The records that follow need to be output exactly as they are.

[Point-based annotation data]
— Start —

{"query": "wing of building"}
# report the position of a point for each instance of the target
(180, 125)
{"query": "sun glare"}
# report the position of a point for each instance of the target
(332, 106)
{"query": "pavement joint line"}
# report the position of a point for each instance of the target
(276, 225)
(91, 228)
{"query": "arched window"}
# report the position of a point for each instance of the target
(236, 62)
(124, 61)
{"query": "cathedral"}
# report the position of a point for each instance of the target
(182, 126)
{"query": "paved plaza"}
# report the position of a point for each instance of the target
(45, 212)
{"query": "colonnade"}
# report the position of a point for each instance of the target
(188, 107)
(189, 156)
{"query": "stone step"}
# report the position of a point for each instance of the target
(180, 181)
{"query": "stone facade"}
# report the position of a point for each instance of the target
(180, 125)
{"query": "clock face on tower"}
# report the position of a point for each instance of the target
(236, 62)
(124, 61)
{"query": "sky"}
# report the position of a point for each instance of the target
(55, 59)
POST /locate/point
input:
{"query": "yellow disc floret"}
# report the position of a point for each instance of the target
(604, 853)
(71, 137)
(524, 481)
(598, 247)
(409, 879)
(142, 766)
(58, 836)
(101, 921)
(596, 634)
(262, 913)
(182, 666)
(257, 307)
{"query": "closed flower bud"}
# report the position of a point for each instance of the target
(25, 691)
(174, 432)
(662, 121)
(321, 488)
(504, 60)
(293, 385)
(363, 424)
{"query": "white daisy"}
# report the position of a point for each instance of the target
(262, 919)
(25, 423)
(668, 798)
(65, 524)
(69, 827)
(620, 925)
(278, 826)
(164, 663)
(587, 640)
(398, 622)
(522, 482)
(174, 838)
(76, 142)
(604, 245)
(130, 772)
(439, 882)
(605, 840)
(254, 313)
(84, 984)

— End —

Task answer
{"query": "wing of building"}
# report the position of a point for each instance of the target
(180, 125)
{"query": "sun glare"}
# report the position of a point for each instance of the target
(332, 106)
{"query": "pavement joint line"}
# report the position of a point for each instance of the target
(276, 225)
(91, 228)
{"query": "arched window"}
# report the position of a point for each instance of the target
(236, 62)
(124, 61)
{"query": "cathedral"}
# report the position of a point for each instance of the target
(182, 126)
{"query": "paved plaza"}
# report the position of a point for each instance of the target
(45, 212)
{"query": "colonnade"}
# report the position of a point for each instance of the target
(188, 107)
(189, 156)
{"query": "stone step"}
# report the position of a point for each instance of the target
(180, 181)
{"query": "stone facade"}
# report the position of a point for each instance of the target
(180, 125)
{"query": "clock face on tower"}
# report the position of a point for each instance of the target
(236, 62)
(124, 61)
{"query": "sky"}
# report the position of a point for each instance of the target
(55, 59)
POST /locate/point
input:
{"query": "yellow disc floret"}
# report the position of a point for each instance of the target
(604, 853)
(71, 137)
(524, 481)
(598, 247)
(409, 879)
(142, 766)
(58, 836)
(101, 921)
(596, 634)
(262, 913)
(182, 666)
(257, 307)
{"query": "closed flower bud"}
# report the position of a point for each instance of the target
(25, 691)
(174, 432)
(662, 121)
(321, 488)
(504, 60)
(293, 385)
(363, 424)
{"query": "white daisy"}
# report the position of a point for each instance of the target
(262, 919)
(25, 423)
(668, 798)
(65, 524)
(69, 827)
(620, 925)
(278, 826)
(164, 663)
(587, 640)
(398, 622)
(522, 482)
(174, 838)
(76, 142)
(604, 245)
(130, 772)
(439, 882)
(605, 840)
(254, 313)
(84, 984)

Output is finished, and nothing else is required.